DETROIT (Reuters) - Detroit said on Friday it would stop making payments on some of its about $18.5 billion debt, which would put it in default, and the “insolvent” city called on most of its creditors to accept pennies on the dollar to help it avoid the largest municipal bankruptcy filing in U.S. history.
In a forceful opening salvo of negotiations with debt holders, Detroit Emergency Manager Kevyn Orr announced a moratorium on some principal and interest payments, including one payment he said was due on Friday.
Under his proposal, Orr said unsecured debt holders would be paid less than 10 cents on the dollar, but some creditors would get a bit more based on city revenue. Some $11.5 billion of the debt is unsecured and $7 billion secured, according to figures presented by Orr.
Orr said secured creditors would get better treatment, although how much better was not specified.
“We may try to get a discount from them, but the reality is they are secured,” Orr said.
Secured credit means an asset is pledged to back the debt. For example, Detroit has secured its interest rate swap agreements with casino revenue.
He said the city would skip a $34 million payment due on Friday on $1.43 billion of pension certificates of participation, to allow the city to conserve cash needed to provide services to residents.
Fitch Ratings and Standard and Poor’s Ratings Services immediately downgraded Detroit’s rating to a level reserved for borrowers about to default.
“We expect default to be a virtual certainty,” S&P said in a statement accompanying its downgrade to CC from CCC-negative.
A trustee for the bond issue will have to certify that Detroit failed to make the payment on Friday, which would trigger a formal default.
Detroit’s crisis is being closely watched by U.S. debt markets. It did not immediately affect the $3.7 trillion U.S. municipal bond market, where prices ended higher on Friday.
Orr said he would meet with creditors over the next 30 days. Market participants said the outcome of those talks could lead to higher interest rates for the state of Michigan and even the broader market if Orr wins concessions from secured creditors.
“Financial mismanagement, a shrinking population, a dwindling tax base and other factors over the past 45 years have brought Detroit to the brink of financial and operational ruin,” Orr said in a statement.
Orr said the city was “insolvent,” unable to pay its debts and needed shared sacrifices from everyone, including debt holders, to have any hope of a revival.
Insolvency and inability to pay debts are two tests a government must meet for a judge to accept a Chapter 9 municipal bankruptcy.
“It looks and feels like a pre-packaged bankruptcy plan,” said Richard Ciccarone, managing director at McDonnell Investment Management, in reaction to the proposal.
A pre-packaged bankruptcy is when an entity negotiates a deal with creditors and other interested parties in advance and presents that to a bankruptcy court judge.
Orr, a bankruptcy attorney brought in by the state of Michigan to clean up the city’s finances, repeated after the meeting that he sees a 50/50 chance of a bankruptcy filing.
It would be a first for a major U.S. city as New York, Philadelphia and Cleveland all avoided formal bankruptcy filings during their financial difficulties.
New York also declared a moratorium on some debt payments in the 1970s, but creditors were ultimately paid in full under a restructuring agreement, said Jim Spiotto, a municipal bankruptcy expert at law firm Chapman and Cutler in Chicago.
In addition to the financial details, the 134-page document presented on Friday describes collapsing city services, rising crime and falling tax receipts.
Detroit is the poorest large city in the United States, with more than a third of its residents living below the official government poverty line, while its population has shrunk to about 700,000 people.

> _Data listing_:
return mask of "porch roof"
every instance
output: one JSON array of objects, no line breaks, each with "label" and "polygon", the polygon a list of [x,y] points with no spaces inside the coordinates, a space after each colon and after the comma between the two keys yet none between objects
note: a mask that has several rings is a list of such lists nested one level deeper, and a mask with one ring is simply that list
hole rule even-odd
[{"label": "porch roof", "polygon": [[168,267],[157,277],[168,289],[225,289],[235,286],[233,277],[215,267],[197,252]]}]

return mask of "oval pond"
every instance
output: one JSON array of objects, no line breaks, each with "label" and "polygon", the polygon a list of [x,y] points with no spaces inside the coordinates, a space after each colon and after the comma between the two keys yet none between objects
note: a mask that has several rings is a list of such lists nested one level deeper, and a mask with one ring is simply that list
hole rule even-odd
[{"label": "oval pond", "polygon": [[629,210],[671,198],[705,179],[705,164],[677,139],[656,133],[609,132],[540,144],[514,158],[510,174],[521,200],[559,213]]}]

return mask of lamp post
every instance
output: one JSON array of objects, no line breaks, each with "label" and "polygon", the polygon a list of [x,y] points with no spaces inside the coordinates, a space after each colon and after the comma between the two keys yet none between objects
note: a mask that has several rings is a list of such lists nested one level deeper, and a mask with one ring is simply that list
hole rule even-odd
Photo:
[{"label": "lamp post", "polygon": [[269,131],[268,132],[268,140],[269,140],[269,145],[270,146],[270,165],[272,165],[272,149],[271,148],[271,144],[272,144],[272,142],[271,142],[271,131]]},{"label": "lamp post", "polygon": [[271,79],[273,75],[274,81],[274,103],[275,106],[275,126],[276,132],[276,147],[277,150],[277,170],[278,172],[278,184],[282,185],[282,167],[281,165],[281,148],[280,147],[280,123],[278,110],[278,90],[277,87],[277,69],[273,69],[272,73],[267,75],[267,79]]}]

> _Exercise requirements_:
A – Retype the passage of the Detroit debt article that begins at the words "In addition to" and stops after "falling tax receipts.".
B – Continue the article about Detroit's debt default from the point where it stops.

> _Results for each task_:
A –
In addition to the financial details, the 134-page document presented on Friday describes collapsing city services, rising crime and falling tax receipts.

B –
The city has the highest violent crime rate of any major U.S. city, some 78,000 abandoned and blighted structures and 40 percent of street lights dark, the document said. Only about a third of the city’s ambulances were in service in the first quarter of 2013. Just 53 percent of owners paid their 2011 property taxes.
The document disclosed that Detroit could face unfunded pension liabilities, such as for retired police and fire workers, of $3.5 billion, up from the $644 million previously estimated.
Orr said unsecured creditors, including bondholders and pension funds, will receive a pro rata share of $2 billion of notes the city would issue and pay off as its financial circumstances improve.
An oversight board could be created for Detroit, similar to one set up after New York City’s financial difficulties in 1970s that would ensure reforms are sustained, Orr said. The New York board created in 1975 still exists, although it is largely symbolic.
City workers and retirees would also face changes to their pensions and health care coverage “consistent with available funding.”
At the same time, Orr proposed investing $1.25 billion over the next 10 years to improve the city’s infrastructure, remove or repair crumbling houses and update computer systems.
Initial reaction from debt holders and labor unions was negative.
Emerging from the meeting, one bond holder who asked not to be identified, said of Orr’s proposal to pay them only pennies on the dollar: “It’s just too much. It is an unprecedented amount to ask.”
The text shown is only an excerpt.